Extrait du document:
══════════════════════════════

Des sentiments que depuis il utilise, non seulement dans ses spectacles, mais aussi pour conseiller les familles adoptives transraciales qu’il coache. Son objectif : aider les enfants adoptés à construire leurs propres identités à cheval entre plusieurs mondes.
« J’étais ce garçon noir qui ne voulait pas être noir. […] Je me suis identifié à mon entourage blanc par opposition aux Noirs, que je voyais à la télé ou que je ne connaissais pas. »
– Chad Goller-Sojourner, coach pour familles transraciales
Chad Goller a été adopté à l'âge de 13 mois par un couple blanc de Tacoma, dans l'État de Washington, dans le Nord-ouest des États-Unis. « J’ai été élevé comme un enfant blanc, personne n’était noir autour de moi », insiste-t-il alors que son frère aîné, adopté comme lui, est un métis à la peau très claire et que sa sœur est originaire des îles du Pacifique.
Il se rappelle des nombreux efforts de ses parents pour une meilleure intégration de leurs enfants : « nous avons déménagé en Afrique pendant quelques années. Et à notre retour aux États-Unis, mes parents ont choisi l’école qui avait le plus de diversité parmi les élèves », se souvient-il.
Mais le verdict de Chad est sans appel : rien n’a pu annihiler ce qu’il qualifie de ‘pouvoir de la blancheur’.
Aujourd’hui conseiller pour familles transraciales, Chad Goller-Sojourner insiste sur le fait que les parents « ont non seulement le devoir de préparer leur enfant au monde dans lequel ils vivent, mais surtout au monde dans lequel ils vieilliront. »
Il est indispensable de comprendre et de se rappeler que, même élevés dans des quartiers blancs chics dans leur jeunesse, ces enfants noirs pourront être perçu comme une menace, rappelle Chad. « Ces enfants pourront faire peur dans ces mêmes quartiers dès qu’ils auront grandi ».
C’est le thème qu’explore un de ses spectacles autobiographiques : « Rouler dans des voitures avec des Noirs et autres actes. » Un autre de ses one-man shows explore ses efforts pour être accepté.
Pour aider les enfants adoptés à mieux se définir eux-mêmes, Chad exhorte leurs parents à chercher et à garder tout lien existant entre l’enfant et ses parents biologiques.

══════════════════════════════

Consignes:
• a. Relevez tous les noms de lieux géographiques cités dans l'extrait sur Chad Goller-Sojourner, chacun une seule fois.
• b. D'après l'extrait sur Chad Goller-Sojourner, à quel âge Chad Goller a-t-il été adopté ?
• c. Transcrivez à l'identique le passage de l'extrait sur Chad Goller-Sojourner qui commence aux mots « C’est le thème » et se termine après « pour être accepté. ».
Les données ci-après proviennent d'une autre source.

══════════════════════════════

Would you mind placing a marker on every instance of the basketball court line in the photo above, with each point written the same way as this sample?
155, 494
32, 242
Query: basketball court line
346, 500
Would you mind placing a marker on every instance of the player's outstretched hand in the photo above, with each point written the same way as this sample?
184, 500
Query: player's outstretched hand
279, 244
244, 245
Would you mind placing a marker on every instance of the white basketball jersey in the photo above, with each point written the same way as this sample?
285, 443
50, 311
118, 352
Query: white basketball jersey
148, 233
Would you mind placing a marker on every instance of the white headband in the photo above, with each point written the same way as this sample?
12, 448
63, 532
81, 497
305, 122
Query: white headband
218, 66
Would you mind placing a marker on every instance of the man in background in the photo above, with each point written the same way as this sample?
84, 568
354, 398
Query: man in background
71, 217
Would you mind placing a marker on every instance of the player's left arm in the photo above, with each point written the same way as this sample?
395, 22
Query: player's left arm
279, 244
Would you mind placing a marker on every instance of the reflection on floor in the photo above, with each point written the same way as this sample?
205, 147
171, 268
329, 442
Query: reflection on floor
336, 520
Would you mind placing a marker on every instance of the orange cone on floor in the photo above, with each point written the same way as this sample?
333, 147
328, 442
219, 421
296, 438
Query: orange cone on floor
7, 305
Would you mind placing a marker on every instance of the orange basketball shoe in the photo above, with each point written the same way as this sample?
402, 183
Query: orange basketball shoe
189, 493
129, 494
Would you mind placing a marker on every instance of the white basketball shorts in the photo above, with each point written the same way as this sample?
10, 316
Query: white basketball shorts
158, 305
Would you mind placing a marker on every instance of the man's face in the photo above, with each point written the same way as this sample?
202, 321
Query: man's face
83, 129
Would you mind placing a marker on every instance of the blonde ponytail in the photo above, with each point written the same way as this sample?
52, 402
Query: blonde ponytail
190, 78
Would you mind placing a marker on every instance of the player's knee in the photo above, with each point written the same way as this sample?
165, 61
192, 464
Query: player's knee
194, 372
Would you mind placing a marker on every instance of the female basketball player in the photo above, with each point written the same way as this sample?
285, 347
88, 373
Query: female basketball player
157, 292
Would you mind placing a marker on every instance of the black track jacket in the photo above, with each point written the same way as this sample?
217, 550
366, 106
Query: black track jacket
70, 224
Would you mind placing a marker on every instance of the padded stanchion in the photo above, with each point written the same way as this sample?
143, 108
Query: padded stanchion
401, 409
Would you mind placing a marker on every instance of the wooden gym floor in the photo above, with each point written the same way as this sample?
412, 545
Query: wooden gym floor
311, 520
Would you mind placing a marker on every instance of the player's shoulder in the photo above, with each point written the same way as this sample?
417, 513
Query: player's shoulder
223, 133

══════════════════════════════

Réponses par numéro:
• a. Tacoma, l'État de Washington, le Nord-ouest des États-Unis, les États-Unis, l'Afrique, les îles du Pacifique

• b. À l'âge de 13 mois.

• c.
C’est le thème qu’explore un de ses spectacles autobiographiques : « Rouler dans des voitures avec des Noirs et autres actes. » Un autre de ses one-man shows explore ses efforts pour être accepté.